TEXT:
## START
The seventh film in the remarkably long running X-Men series, Days of Future Past mixes castmembers from the original trilogy with those from First Class.  With Bryan Singer – who made the first and best two films in the series – returning as director, hopes are high for the film (and Singer is apparently already working on the eighth one!)  Incredibly considering the series’ longevity, Days of Future Past marks the first time so far that a composer has worked on a second entry; of course, that composer is Singer’s usual collaborator John Ottman (who missed out on the first X-Men because of a conflict with his directorial duties on Urban Legends: Final Cut).

Despite fine scores from Michael Kamen and John Powell, it would be a stretch to claim that these films have been especially musically distinguished, and only a barrel-scraping effort from Henry Jackman amongst its number prevents the score Ottman wrote for the second film being the worst of the lot, so I can’t say I was exactly jumping for joy at the news of his return, despite the opportunity it provided him to maintain some musical continuity between X-Men and Lifeforce (which he does).  When the score gets off to as terrible a start as Days of Future Past (horrible “atmospherics” for a couple of minutes before the Lifeforce theme comes on) I feared the worst; when I heard the second cue, “Time’s Up”, with its absurd HORN OF DOOM and badly-judged choral melodrama, I could only hold my head in my hands.

John Ottman

John Ottman

But the strange thing about this score is that it almost feels like two or three different scores going on at the same time, interspersing each other, and sounding like they were written by different people.  Because after that wretched opening, “Hope” (subtitled “Xavier’s Theme”) appears and all of a sudden we’re into a different Hans Zimmer territory, a thinly-veiled rewrite of Inception‘s “Time” complete with Zimmer-style orchestra-that-sounds-like-samples, one of the most blatant temp-track lifts I’ve heard in a while (and it appears several times throughout the early portions of the album before being discarded entirely after that).
## END
DATA SHOWN:
## START
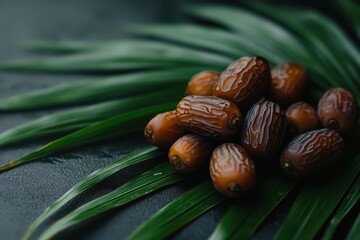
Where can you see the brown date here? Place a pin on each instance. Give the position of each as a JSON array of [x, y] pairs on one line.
[[232, 171], [301, 118], [190, 152], [288, 83], [162, 131], [244, 81], [209, 116], [264, 129], [202, 83], [337, 110], [311, 152]]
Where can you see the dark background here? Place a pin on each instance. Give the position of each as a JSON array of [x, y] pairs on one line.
[[26, 191]]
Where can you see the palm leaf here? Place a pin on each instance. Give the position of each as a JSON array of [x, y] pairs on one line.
[[347, 204], [278, 39], [325, 37], [135, 157], [114, 126], [213, 39], [316, 203], [159, 177], [128, 53], [315, 41], [71, 47], [112, 87], [74, 119], [355, 230], [178, 213], [241, 220], [351, 11]]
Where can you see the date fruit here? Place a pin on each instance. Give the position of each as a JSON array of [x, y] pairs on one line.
[[244, 82], [190, 152], [311, 153], [209, 116], [337, 110], [162, 131], [232, 171], [301, 118], [264, 130], [288, 83], [202, 83]]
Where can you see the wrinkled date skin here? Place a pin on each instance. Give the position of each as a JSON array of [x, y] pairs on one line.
[[337, 110], [190, 152], [209, 116], [301, 118], [244, 81], [162, 131], [288, 83], [264, 130], [232, 170], [311, 152], [202, 83]]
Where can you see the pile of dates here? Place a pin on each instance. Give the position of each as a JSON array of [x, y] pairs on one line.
[[235, 121]]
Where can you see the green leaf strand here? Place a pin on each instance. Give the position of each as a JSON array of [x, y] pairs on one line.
[[159, 177], [97, 176], [117, 125], [74, 119], [315, 204], [178, 213], [95, 91], [347, 204], [241, 220]]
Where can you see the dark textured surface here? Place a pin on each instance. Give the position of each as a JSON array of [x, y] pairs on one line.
[[27, 190]]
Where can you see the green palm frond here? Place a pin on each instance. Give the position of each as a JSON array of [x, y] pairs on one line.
[[176, 52]]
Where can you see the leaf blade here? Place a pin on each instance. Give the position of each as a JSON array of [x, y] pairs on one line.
[[242, 220], [138, 187], [315, 204], [179, 212], [127, 122], [97, 176], [75, 119]]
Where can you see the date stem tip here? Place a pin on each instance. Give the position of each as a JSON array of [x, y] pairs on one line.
[[148, 132], [234, 122], [288, 166], [333, 124], [177, 161]]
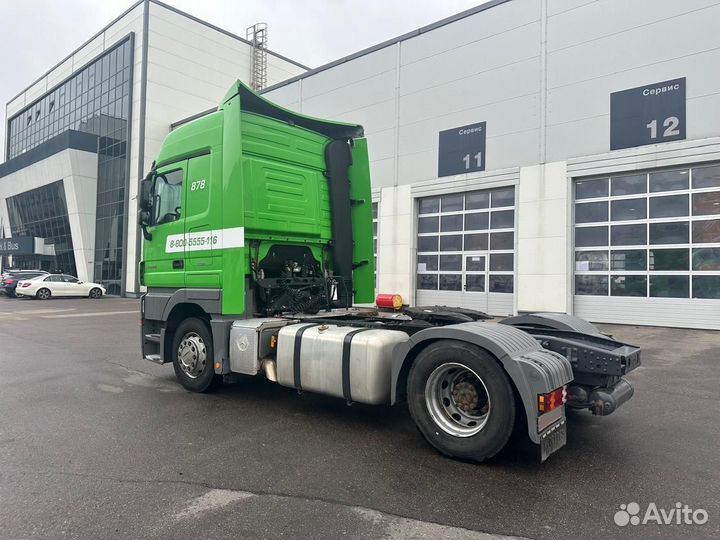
## END
OBJECTIVES:
A. Render this sentence from the score review into Spanish: "The seventh film in the remarkably long running X-Men series, Days of Future Past mixes castmembers from the original trilogy with those from First Class."
B. In the score review, why did John Ottman miss out on the first X-Men film?
C. Reproduce the part of the score review that begins at "But the strange" and ends after "entirely after that).".
Answer from the score review alone.

COMPLETED EXERCISE:
A. La séptima película de la notablemente longeva serie X-Men, Days of Future Past, mezcla miembros del reparto de la trilogía original con los de First Class.

B. He had a conflict with his directorial duties on Urban Legends: Final Cut.

C.
But the strange thing about this score is that it almost feels like two or three different scores going on at the same time, interspersing each other, and sounding like they were written by different people.  Because after that wretched opening, “Hope” (subtitled “Xavier’s Theme”) appears and all of a sudden we’re into a different Hans Zimmer territory, a thinly-veiled rewrite of Inception‘s “Time” complete with Zimmer-style orchestra-that-sounds-like-samples, one of the most blatant temp-track lifts I’ve heard in a while (and it appears several times throughout the early portions of the album before being discarded entirely after that).